_Tâches à réaliser_
**1.** Dans l'article sur le vote à gauche dans le Puy-de-Dôme, combien de voix Marianne Maximi a-t-elle gagnées par rapport à 2022 ?
**2.** Prolongez l'article sur le vote à gauche dans le Puy-de-Dôme à la suite de sa dernière phrase.

_Extrait du texte_
Pourquoi le Puy-de-Dôme est-il un "bastion de gauche" ?
Aux dernières élections législatives, les candidats de gauche ont remporté 4 sièges sur les 5 du Puy-de-Dôme © Xavier GRUMEAU - RVA

On a demandé à un docteur en politique les raisons qui poussent au vote des partis de gauche dans le Puy-de-Dôme.

Sur les cinq circonscriptions du Puy-de-Dôme, quatre ont été remportés par des candidats de gauche. Issus du Nouveau Front Populaire, Marianne Maximi (LFI), Nicolas Bonnet (EELV), Christine Pirès Beaune (PS) et André Chassaigne (Parti Communiste) sont arrivés en tête dans leurs territoires. Mais alors que de nombreux départements français ont passé l'arme à l'extrême droite pour les élections législatives, comment expliquer que le Puy-de-Dôme vote toujours à gauche ?

On a demandé quelques éclaircissements à Pierre-Nicolas BAUDOT, docteur en science politique, chercheur à l'université Paris Panthéon Assas et enseignant à l'Université Clermont Auvergne (UCA).

 

Xavier GRUMEAU - RVA : La victoire du Nouveau Front Populaire aux élections législatives est-elle logique dans le Puy-de-Dôme ?

Pierre-Nicolas BAUDOT : Elle est plutôt logique par rapport aux derniers résultats. Dans l'ensemble, en Auvergne, on a une grande stabilité dans les résultats. Quels que soient les partis, les 10 ou 12 députés sortants sont réélus dont ceux du Front Populaire. Avec une victoire en plus, celle de Nicolas Bonnet. Elle est, en partie, surprenante, car ce n'était pas une circonscription de gauche, c'est historiquement celle de Valéry Giscard d'Estaing. Mais elle avait déjà été acquise par les écologistes entre 2012 et 2017.

On a une poussée du Front Populaire qu'il faut nuancer parce qu'il y a eu une logique de front républicain qui a fonctionné en partie même si certains candidats se sont maintenus. Cela étant, quand on regarde le détail des voix, les candidats du Front Populaire progressent par rapport à 2022, mais ils progressent moins que ceux du Rassemblement National.

Si on regarde sur la 1ʳᵉ circonscription du Puy-de-Dôme, celle de Marianne Maximi, elle a gagné plus de 7.000 voix par rapport à 2022. Mais le Rassemblement National en a gagné 10.000. Et on constate cette tendance partout dans le département : le Front Populaire progresse, mais moins que le Rassemblement National.

_Données fournies_
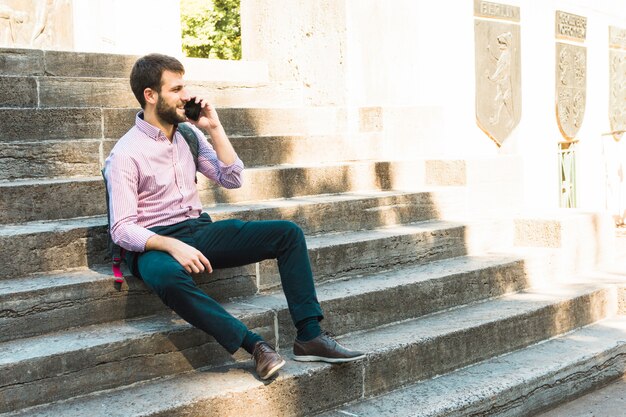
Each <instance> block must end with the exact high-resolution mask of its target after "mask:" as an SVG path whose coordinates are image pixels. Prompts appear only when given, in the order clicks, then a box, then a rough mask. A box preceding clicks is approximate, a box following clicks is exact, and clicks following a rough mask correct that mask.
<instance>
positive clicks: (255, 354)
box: [252, 342, 276, 359]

_Réponses par tâche_
**1.** Plus de 7.000 voix.

**2.**
 

X.G. - RVA : La percée du Rassemblement National est impressionnante pour le territoire ?

P.N.B : C'est impressionnant, car pour la première fois, le Rassemblement National était au second tour partout en Auvergne. Et quand on regarde le détail des voix, on constate qu'ils ont explosé. Le détail par circonscription montre une très forte progression et toujours ce clivage entre le vote urbain et le vote rural. On constate bien que dans la 3ᵉ circonscription du Puy-de-Dôme, celle de Nicolas Bonnet, les territoires urbains sont favorables au Nouveau Front Populaire et les territoires ruraux restent favorables à l'extrême-droite.

 

X.G. - RVA : Qu'est-ce qui fait que le Puy-de-Dôme est un "bastion de gauche" ?

P.N.B : C'est une tradition de long terme, c'est une terre qui vote traditionnellement à gauche. Les pôles urbains continuent de voter à gauche. Le Rassemblement National reste faible dans le Puy-de-Dôme même s'il continue de progresser. Encore une fois, il y a une logique de front républicain efficace. Si on regarde aussi dans le nord de l'Allier, le candidat, Yannick Monet (Parti Communiste), a été réélu grâce au front républicain. Dans le Puy-de-Dôme, les candidats en ont moins eu besoin, mais cela a joué en leur faveur.

 

X.G. - RVA : Le fait que l'on vote à gauche vient-il du passé gaulois des Auvergnats ?

P.N.B : Je ne sais pas si ça remonte aussi loin. Le vote de gauche, notamment dans les territoires urbains, c'est maintenu parce que la gauche y est ancrée. Le cas de Clermont-Ferrand est exemplaire puisque c'est une ville socialiste depuis sa libération qui n'a connu que quatre maires successifs. C'est un vote ancré, de socialiste ancré.

Concrètement, même s'ils ont été largement affaiblis, il reste des réseaux à gauche, particulièrement d'élus locaux, qui permettent le maintien de ce vote. C'est vrai aussi pour une autre tranche de la gauche. Celle dans laquelle s'inscrit Marianne Maximi, une gauche non-socialiste, avec l'héritage d'Alain Laffont, qui est très puissante dans le Puy-de-Dôme et à Clermont-Ferrand.

Et c'est l'un des dangers du vote RN si l'on regarde sur tout le territoire. Lorsqu'un territoire passe à l'extrême-droite, il est très rare d'en revenir. Il reste acquis à l'extrême-droite. Cet ancrage durable, pendant des décennies, fait que des familles entières ont été socialisées à l'extrême-droite.

La gauche conserve son ancrage dans le Puy-de-Dôme, mais elle est menacée par un vote Rassemblement National qui a vraiment cru dans des proportions importantes.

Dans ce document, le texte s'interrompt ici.